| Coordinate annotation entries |
## START

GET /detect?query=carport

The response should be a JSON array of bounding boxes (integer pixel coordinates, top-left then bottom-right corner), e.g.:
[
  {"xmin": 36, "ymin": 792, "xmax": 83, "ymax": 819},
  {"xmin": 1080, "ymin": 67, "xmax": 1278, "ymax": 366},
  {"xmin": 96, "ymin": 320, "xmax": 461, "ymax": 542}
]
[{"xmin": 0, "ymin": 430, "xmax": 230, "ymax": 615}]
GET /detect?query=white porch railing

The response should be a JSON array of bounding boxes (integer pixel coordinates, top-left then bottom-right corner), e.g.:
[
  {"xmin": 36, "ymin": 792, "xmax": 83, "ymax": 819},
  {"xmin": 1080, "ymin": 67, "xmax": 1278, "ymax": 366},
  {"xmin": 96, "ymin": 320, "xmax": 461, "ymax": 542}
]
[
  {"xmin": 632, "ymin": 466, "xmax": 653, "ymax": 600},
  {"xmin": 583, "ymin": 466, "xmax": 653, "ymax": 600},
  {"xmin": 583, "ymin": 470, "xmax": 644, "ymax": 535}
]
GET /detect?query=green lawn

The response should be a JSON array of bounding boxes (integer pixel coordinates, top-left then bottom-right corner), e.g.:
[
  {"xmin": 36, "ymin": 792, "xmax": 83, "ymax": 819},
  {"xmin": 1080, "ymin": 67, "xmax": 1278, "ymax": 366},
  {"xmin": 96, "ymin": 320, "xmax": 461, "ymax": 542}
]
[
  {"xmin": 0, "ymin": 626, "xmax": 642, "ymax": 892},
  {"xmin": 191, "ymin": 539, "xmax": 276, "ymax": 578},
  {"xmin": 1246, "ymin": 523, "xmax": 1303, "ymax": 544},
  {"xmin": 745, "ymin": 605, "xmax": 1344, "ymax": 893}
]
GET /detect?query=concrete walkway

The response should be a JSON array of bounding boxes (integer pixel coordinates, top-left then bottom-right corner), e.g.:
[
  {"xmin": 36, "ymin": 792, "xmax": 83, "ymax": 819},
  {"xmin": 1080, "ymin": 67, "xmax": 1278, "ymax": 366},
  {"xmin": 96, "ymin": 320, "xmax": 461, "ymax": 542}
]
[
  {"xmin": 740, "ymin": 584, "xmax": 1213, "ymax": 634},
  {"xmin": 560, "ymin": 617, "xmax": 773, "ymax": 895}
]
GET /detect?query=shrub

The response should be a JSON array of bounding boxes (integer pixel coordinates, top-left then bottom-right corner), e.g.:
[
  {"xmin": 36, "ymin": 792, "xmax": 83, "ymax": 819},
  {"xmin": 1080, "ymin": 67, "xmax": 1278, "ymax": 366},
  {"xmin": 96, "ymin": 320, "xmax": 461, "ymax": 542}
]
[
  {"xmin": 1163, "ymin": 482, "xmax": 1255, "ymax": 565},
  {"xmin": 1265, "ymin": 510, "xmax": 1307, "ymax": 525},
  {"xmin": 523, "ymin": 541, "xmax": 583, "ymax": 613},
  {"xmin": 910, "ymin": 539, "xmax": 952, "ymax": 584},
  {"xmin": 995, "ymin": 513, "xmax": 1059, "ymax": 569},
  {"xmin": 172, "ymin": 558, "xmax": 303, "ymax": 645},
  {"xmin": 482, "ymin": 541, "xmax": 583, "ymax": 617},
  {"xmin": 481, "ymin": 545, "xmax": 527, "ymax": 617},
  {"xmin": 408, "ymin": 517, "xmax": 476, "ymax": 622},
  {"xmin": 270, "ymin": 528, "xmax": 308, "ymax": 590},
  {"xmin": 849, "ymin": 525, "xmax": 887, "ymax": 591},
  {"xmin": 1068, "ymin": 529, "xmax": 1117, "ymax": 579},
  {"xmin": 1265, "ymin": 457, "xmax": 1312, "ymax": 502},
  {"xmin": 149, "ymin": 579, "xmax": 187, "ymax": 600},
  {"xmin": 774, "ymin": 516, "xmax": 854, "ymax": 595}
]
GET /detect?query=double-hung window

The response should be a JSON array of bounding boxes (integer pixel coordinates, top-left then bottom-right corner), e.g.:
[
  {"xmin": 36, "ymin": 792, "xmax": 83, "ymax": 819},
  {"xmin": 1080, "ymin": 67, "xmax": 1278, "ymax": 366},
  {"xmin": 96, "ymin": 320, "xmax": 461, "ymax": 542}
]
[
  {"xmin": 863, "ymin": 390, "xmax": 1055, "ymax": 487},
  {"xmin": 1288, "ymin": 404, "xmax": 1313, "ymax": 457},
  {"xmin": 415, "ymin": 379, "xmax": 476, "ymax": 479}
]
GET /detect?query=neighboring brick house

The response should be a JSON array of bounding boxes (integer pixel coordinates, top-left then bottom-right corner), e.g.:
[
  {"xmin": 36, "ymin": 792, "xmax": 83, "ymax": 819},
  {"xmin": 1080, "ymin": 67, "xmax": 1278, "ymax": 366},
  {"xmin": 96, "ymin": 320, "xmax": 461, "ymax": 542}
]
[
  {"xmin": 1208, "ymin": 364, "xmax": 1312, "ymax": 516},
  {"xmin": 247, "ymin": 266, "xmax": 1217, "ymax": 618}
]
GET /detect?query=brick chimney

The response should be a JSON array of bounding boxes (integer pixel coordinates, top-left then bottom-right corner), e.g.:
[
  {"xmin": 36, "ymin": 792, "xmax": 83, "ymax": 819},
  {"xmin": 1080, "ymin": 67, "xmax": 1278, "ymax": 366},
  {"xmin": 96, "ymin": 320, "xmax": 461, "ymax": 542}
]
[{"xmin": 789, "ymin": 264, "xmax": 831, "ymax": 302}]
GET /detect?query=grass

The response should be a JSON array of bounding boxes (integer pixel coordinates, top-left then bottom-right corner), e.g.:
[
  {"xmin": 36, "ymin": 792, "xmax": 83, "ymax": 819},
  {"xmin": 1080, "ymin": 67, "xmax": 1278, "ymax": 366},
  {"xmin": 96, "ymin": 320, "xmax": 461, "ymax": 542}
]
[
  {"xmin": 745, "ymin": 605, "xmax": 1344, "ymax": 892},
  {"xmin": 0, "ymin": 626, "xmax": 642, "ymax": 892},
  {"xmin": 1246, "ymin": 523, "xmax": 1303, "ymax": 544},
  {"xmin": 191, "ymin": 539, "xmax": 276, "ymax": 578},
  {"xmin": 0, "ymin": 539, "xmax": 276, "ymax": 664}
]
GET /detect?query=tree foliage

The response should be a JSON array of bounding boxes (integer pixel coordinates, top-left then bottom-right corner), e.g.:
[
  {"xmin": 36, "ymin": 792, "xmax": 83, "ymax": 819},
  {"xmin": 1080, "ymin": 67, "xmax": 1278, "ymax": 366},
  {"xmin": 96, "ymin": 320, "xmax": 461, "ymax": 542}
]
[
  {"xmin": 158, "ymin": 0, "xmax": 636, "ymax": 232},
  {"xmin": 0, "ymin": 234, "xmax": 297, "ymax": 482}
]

## END

| What you will do |
Print the lines above again, unchanged.

| Task result |
GET /detect?query=carport

The response should be a JSON array of bounding boxes (integer pixel coordinates, top-left then bottom-right corner), e.g.:
[
  {"xmin": 36, "ymin": 792, "xmax": 83, "ymax": 819},
  {"xmin": 1080, "ymin": 67, "xmax": 1278, "ymax": 366},
  {"xmin": 96, "ymin": 320, "xmax": 461, "ymax": 542}
]
[{"xmin": 0, "ymin": 430, "xmax": 230, "ymax": 615}]
GET /detect?query=white porch railing

The response should be a JSON array of bounding boxes (integer pixel coordinates, top-left then bottom-right corner), e.g.:
[
  {"xmin": 36, "ymin": 792, "xmax": 83, "ymax": 819},
  {"xmin": 1080, "ymin": 67, "xmax": 1278, "ymax": 366},
  {"xmin": 96, "ymin": 320, "xmax": 461, "ymax": 542}
]
[
  {"xmin": 632, "ymin": 466, "xmax": 653, "ymax": 600},
  {"xmin": 583, "ymin": 466, "xmax": 653, "ymax": 600},
  {"xmin": 583, "ymin": 470, "xmax": 644, "ymax": 535}
]
GET /detect?query=green lawn

The response should be a JSON array of bounding boxes (integer pixel coordinates, top-left then bottom-right corner), e.g.:
[
  {"xmin": 36, "ymin": 792, "xmax": 83, "ymax": 819},
  {"xmin": 1080, "ymin": 67, "xmax": 1278, "ymax": 366},
  {"xmin": 96, "ymin": 320, "xmax": 461, "ymax": 542}
]
[
  {"xmin": 0, "ymin": 626, "xmax": 642, "ymax": 892},
  {"xmin": 191, "ymin": 539, "xmax": 276, "ymax": 578},
  {"xmin": 1246, "ymin": 523, "xmax": 1303, "ymax": 544},
  {"xmin": 745, "ymin": 605, "xmax": 1344, "ymax": 893}
]
GET /detect?query=concrete walkway

The response should be a JSON array of bounding boxes (integer pixel coordinates, top-left then bottom-right corner), e.g.:
[
  {"xmin": 36, "ymin": 792, "xmax": 83, "ymax": 819},
  {"xmin": 1080, "ymin": 67, "xmax": 1278, "ymax": 366},
  {"xmin": 96, "ymin": 320, "xmax": 461, "ymax": 542}
]
[
  {"xmin": 740, "ymin": 584, "xmax": 1213, "ymax": 634},
  {"xmin": 560, "ymin": 617, "xmax": 773, "ymax": 895}
]
GET /detect?query=shrub

The response should be a JSON array of bounding boxes (integer pixel coordinates, top-left then bottom-right corner), e.g.:
[
  {"xmin": 36, "ymin": 792, "xmax": 83, "ymax": 819},
  {"xmin": 1080, "ymin": 67, "xmax": 1278, "ymax": 366},
  {"xmin": 96, "ymin": 320, "xmax": 461, "ymax": 542}
]
[
  {"xmin": 1163, "ymin": 482, "xmax": 1255, "ymax": 565},
  {"xmin": 1265, "ymin": 510, "xmax": 1307, "ymax": 525},
  {"xmin": 523, "ymin": 541, "xmax": 583, "ymax": 613},
  {"xmin": 910, "ymin": 539, "xmax": 952, "ymax": 584},
  {"xmin": 995, "ymin": 513, "xmax": 1059, "ymax": 569},
  {"xmin": 172, "ymin": 558, "xmax": 303, "ymax": 645},
  {"xmin": 482, "ymin": 541, "xmax": 583, "ymax": 617},
  {"xmin": 481, "ymin": 545, "xmax": 527, "ymax": 617},
  {"xmin": 408, "ymin": 517, "xmax": 476, "ymax": 622},
  {"xmin": 270, "ymin": 528, "xmax": 308, "ymax": 590},
  {"xmin": 849, "ymin": 525, "xmax": 887, "ymax": 591},
  {"xmin": 1068, "ymin": 529, "xmax": 1117, "ymax": 579},
  {"xmin": 1265, "ymin": 457, "xmax": 1312, "ymax": 502},
  {"xmin": 149, "ymin": 579, "xmax": 187, "ymax": 600},
  {"xmin": 774, "ymin": 516, "xmax": 854, "ymax": 595}
]
GET /detect?query=double-hung window

The response should be a JSON array of bounding boxes (integer pixel coordinates, top-left then bottom-right corner), e.g.:
[
  {"xmin": 36, "ymin": 792, "xmax": 83, "ymax": 819},
  {"xmin": 1080, "ymin": 67, "xmax": 1278, "ymax": 366},
  {"xmin": 96, "ymin": 320, "xmax": 461, "ymax": 542}
]
[
  {"xmin": 863, "ymin": 390, "xmax": 1055, "ymax": 487},
  {"xmin": 1288, "ymin": 404, "xmax": 1313, "ymax": 457},
  {"xmin": 415, "ymin": 379, "xmax": 476, "ymax": 479}
]
GET /detect?query=neighboring brick house

The response should be a JSON array of bounding boxes (integer pixel coordinates, top-left then bottom-right corner), e.g.:
[
  {"xmin": 36, "ymin": 792, "xmax": 83, "ymax": 819},
  {"xmin": 1080, "ymin": 67, "xmax": 1278, "ymax": 366},
  {"xmin": 96, "ymin": 320, "xmax": 461, "ymax": 542}
]
[
  {"xmin": 1208, "ymin": 364, "xmax": 1312, "ymax": 516},
  {"xmin": 247, "ymin": 266, "xmax": 1217, "ymax": 618}
]
GET /detect?query=brick chimney

The response should be a JSON array of bounding boxes (integer pixel coordinates, top-left then bottom-right corner), e.g.:
[
  {"xmin": 36, "ymin": 792, "xmax": 83, "ymax": 819},
  {"xmin": 1080, "ymin": 67, "xmax": 1278, "ymax": 366},
  {"xmin": 96, "ymin": 320, "xmax": 461, "ymax": 542}
]
[{"xmin": 789, "ymin": 264, "xmax": 831, "ymax": 302}]
GET /detect?query=grass

The response should be a JSON array of bounding boxes (integer pixel coordinates, top-left then bottom-right corner), e.g.:
[
  {"xmin": 36, "ymin": 792, "xmax": 83, "ymax": 819},
  {"xmin": 1080, "ymin": 67, "xmax": 1278, "ymax": 366},
  {"xmin": 96, "ymin": 320, "xmax": 461, "ymax": 542}
]
[
  {"xmin": 745, "ymin": 605, "xmax": 1344, "ymax": 892},
  {"xmin": 0, "ymin": 626, "xmax": 642, "ymax": 892},
  {"xmin": 1246, "ymin": 523, "xmax": 1303, "ymax": 544},
  {"xmin": 191, "ymin": 539, "xmax": 276, "ymax": 578},
  {"xmin": 0, "ymin": 539, "xmax": 276, "ymax": 664}
]
GET /detect?query=tree foliage

The response should be a JSON array of bounding boxes (integer pixel coordinates, top-left then bottom-right corner), e.g.:
[
  {"xmin": 36, "ymin": 792, "xmax": 83, "ymax": 819},
  {"xmin": 1080, "ymin": 67, "xmax": 1278, "ymax": 366},
  {"xmin": 96, "ymin": 320, "xmax": 461, "ymax": 542}
]
[
  {"xmin": 158, "ymin": 0, "xmax": 636, "ymax": 232},
  {"xmin": 0, "ymin": 234, "xmax": 297, "ymax": 482}
]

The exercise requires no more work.